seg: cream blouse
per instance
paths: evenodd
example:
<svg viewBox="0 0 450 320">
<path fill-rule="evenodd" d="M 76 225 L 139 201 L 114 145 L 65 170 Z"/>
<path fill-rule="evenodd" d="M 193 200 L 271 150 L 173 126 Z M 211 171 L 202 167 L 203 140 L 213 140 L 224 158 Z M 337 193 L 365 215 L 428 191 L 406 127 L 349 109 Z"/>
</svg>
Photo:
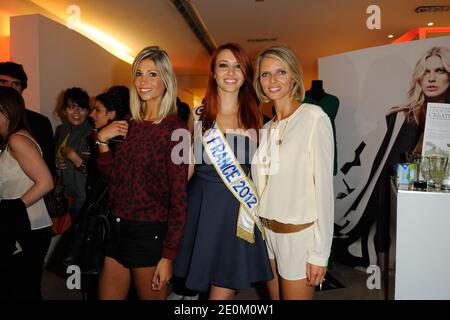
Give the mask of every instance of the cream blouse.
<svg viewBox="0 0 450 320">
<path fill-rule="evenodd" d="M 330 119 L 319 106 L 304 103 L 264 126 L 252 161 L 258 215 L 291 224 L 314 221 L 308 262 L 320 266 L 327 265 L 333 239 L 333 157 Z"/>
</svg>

******************************

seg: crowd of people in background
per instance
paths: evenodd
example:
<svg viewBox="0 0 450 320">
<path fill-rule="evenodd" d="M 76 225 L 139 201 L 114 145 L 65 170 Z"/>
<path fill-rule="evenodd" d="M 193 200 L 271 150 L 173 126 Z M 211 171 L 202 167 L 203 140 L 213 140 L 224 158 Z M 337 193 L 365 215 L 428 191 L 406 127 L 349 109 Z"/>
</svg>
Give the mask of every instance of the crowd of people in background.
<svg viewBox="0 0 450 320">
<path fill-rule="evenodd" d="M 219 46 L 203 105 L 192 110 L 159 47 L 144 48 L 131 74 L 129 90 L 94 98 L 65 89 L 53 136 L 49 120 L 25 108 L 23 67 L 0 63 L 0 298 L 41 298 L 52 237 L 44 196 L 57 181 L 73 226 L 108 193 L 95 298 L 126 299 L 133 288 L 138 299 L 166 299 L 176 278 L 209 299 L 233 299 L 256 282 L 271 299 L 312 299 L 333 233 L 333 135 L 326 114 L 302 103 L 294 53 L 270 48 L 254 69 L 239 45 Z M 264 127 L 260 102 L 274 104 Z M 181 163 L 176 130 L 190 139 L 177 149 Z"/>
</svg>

******************************

#### [TASK DIRECTIONS]
Collect every line in the listing above that contains the string "mask", treating uppercase and lowercase as different.

#### [FULL RESPONSE]
Give the mask of every instance of the cream blouse.
Give the mask of every instance of the crowd of people in background.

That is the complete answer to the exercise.